- **Work item**:
Once the line containing "# point at: the woman's right" is located, give it again exactly, together with each line that follows it to the end of the entries, and add nothing else.

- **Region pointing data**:
┄┄┄┄┄┄┄┄┄┄
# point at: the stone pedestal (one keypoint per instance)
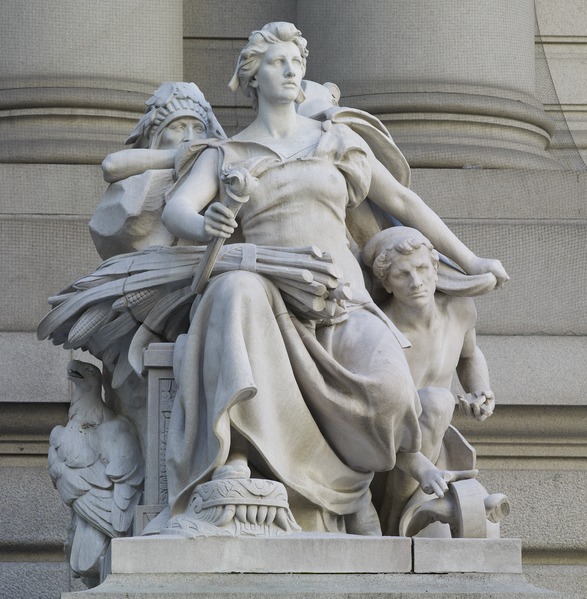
(307, 565)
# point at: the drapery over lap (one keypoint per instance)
(322, 426)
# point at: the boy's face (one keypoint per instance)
(412, 278)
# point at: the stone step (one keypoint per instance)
(320, 586)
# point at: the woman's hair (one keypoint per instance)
(381, 249)
(251, 55)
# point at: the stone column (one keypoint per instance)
(74, 75)
(452, 80)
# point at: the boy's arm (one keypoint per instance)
(473, 374)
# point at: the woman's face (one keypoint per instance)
(181, 130)
(280, 74)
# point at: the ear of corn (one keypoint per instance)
(88, 323)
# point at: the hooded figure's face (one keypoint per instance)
(412, 278)
(179, 131)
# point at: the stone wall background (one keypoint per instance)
(72, 83)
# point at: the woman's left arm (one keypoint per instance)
(411, 210)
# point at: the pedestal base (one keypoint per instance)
(314, 565)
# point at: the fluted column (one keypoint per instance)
(452, 80)
(74, 74)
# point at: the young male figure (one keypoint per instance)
(441, 329)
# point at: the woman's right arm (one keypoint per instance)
(181, 215)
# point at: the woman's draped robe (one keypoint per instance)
(323, 404)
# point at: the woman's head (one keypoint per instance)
(173, 107)
(252, 54)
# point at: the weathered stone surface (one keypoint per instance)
(467, 555)
(28, 580)
(319, 586)
(310, 553)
┄┄┄┄┄┄┄┄┄┄
- **Solution to this problem**:
# point at: the woman's right arm (one keypoint per instance)
(181, 215)
# point at: the woman's draped robe (one keypoint per instance)
(323, 404)
# point at: the woman's head (one keypoint per instance)
(173, 107)
(252, 54)
# point at: the weathered stone surface (one keypoint per instance)
(467, 555)
(28, 580)
(319, 586)
(310, 553)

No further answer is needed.